#### Do this:
Reproduce every line of the records below, including each request, but shift every coordinate in the answers by adding 93 to both the x and y values. Omit the pictures from your response.
——
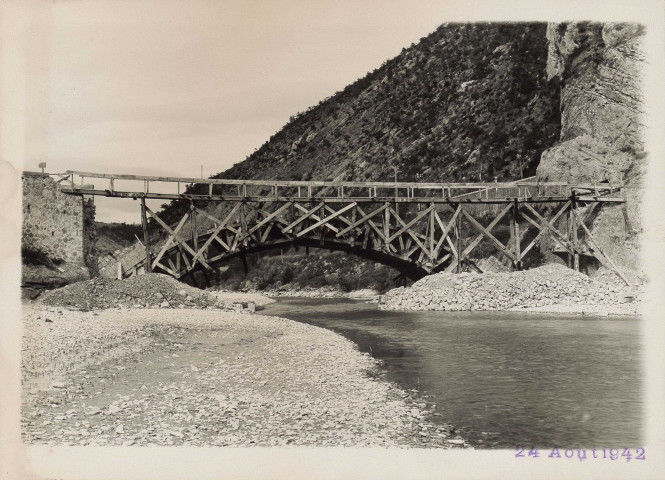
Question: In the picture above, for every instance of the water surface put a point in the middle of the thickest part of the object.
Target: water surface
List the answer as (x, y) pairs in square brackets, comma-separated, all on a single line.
[(503, 378)]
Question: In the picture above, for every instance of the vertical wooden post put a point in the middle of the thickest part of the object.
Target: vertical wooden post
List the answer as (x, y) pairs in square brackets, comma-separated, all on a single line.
[(322, 213), (146, 240), (516, 232), (386, 227), (569, 231), (195, 237), (458, 229), (573, 223), (431, 233)]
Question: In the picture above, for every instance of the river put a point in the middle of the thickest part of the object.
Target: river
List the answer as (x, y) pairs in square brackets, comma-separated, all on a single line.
[(503, 379)]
——
#### Reply to the task:
Question: In the picture above, for every instance of the water surface put a point in the middle of the thickest part of the object.
Target: water surface
List the answer as (x, y) pairs in square brackets, comma-separated, all on a single line.
[(596, 471)]
Question: In the picture above, for every instance of the vertical wooden post put a point in the middle of the thickest part of the object.
Target: vertical wooden post
List the answer as (x, y) pairs in square brackets, comma-separated, all on a single line.
[(415, 306), (239, 333), (609, 325), (479, 320), (662, 324), (288, 330), (551, 322), (666, 316), (524, 326)]
Question: In the picture above, for every instance of the river put a point in the middle of the thickest part of the object.
Target: river
List the answer as (x, y) pairs in square brackets, comma-separated, all on a single line.
[(596, 472)]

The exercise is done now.